* DATA RECORDS:
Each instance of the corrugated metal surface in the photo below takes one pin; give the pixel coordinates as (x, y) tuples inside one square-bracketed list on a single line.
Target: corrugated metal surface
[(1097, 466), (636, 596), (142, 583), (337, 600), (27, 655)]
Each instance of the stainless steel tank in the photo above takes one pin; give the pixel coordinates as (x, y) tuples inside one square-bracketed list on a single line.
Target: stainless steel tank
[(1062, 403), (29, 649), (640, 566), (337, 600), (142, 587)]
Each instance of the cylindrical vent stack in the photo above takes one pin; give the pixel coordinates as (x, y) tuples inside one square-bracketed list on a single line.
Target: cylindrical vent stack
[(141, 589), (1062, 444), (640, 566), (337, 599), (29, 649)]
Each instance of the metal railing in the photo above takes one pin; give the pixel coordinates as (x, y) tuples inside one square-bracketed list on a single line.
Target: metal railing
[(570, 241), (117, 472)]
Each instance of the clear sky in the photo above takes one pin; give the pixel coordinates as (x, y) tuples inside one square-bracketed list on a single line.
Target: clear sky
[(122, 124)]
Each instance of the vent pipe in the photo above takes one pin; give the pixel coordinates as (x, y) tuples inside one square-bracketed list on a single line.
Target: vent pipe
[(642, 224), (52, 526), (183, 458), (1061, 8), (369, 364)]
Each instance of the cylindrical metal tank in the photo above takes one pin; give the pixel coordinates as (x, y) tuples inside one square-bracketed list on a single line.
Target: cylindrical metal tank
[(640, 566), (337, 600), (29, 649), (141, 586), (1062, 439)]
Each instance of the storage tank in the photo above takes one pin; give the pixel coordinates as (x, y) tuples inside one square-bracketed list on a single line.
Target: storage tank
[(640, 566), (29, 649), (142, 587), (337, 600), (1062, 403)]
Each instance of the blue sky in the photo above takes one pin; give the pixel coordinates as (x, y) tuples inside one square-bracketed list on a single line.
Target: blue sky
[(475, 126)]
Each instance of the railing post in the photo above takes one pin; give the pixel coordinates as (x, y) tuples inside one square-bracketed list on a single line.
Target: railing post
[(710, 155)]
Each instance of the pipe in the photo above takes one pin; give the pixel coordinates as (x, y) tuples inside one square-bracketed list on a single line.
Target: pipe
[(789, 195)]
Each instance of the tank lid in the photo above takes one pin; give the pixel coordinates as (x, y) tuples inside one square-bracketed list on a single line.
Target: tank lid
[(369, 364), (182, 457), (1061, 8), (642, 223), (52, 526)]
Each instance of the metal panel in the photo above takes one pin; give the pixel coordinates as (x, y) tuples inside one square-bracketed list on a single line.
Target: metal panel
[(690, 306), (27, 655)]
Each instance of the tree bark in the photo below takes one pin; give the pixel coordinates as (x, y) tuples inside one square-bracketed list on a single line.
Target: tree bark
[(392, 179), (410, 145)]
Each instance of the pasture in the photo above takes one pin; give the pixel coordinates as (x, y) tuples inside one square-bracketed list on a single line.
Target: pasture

* INSTRUCTIONS FOR THE TASK: If a line of the listing contains the word "pasture", count it, then state only the total.

* EXPECTED OUTPUT: 2